→ **The task**
Word for word, restate every line of the listing that follows.

--- Start of Supplied data ---

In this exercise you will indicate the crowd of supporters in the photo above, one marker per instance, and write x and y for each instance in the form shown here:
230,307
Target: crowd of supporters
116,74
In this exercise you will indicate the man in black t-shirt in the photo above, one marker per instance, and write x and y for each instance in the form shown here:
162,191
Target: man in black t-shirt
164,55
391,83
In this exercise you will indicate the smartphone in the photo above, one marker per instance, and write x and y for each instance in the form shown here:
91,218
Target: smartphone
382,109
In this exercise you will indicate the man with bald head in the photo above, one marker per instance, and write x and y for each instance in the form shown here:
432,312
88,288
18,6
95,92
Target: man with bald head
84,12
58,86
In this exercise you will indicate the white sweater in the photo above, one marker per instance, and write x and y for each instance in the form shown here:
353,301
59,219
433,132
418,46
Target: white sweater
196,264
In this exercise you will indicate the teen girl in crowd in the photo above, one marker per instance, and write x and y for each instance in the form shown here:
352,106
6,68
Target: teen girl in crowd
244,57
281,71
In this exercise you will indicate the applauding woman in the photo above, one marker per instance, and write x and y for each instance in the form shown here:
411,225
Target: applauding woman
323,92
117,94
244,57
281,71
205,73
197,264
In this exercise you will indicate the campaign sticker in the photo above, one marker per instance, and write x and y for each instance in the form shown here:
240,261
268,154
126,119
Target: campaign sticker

--- End of Supplied data ---

→ **Answer**
In this exercise you will indicate the crowd of supporters in the photo above, one marker per instance, and write x and y for each instance in the form shown here:
230,307
Target: crowd of supporters
116,74
In this exercise you will indicate the man in black t-shirt in the photo above, one marker per instance, and write x and y for each instance in the form shown here:
162,191
Target: man in black t-shirt
164,55
391,83
In this exercise you will indicate the smartphone in the photo above, one marker per instance, and write x and y for each instance in the form shown here:
91,218
Target: smartphone
382,109
In this exercise you will indicate the man with bald head in the photo above, one marker per instance, and write x and y for each instance in the form shown here:
432,312
88,288
18,6
95,92
Target: man with bald head
84,12
58,86
In this exercise you will indicate the white sweater in the photo above, one marker per instance, and write x and y for each instance in the form shown here:
353,301
59,219
433,132
418,46
Target: white sweater
196,264
In this exercise you will indicate the teen girl in crowd in the photo above, one marker per instance, and write x and y for each instance in the form shown here:
352,106
6,68
Target: teen girl in crowd
244,57
281,71
In this exercise you will indicate the applauding woman in the photo above, one marker per instance, and write x and y for each instance in the form shown here:
411,225
Target: applauding woman
323,92
117,94
244,57
281,71
205,73
197,264
In this exercise you will indicate the campaign sticker in the photo above, one marker per instance, and write x and y for each instance in the form shown here:
240,261
268,154
126,119
Target: campaign sticker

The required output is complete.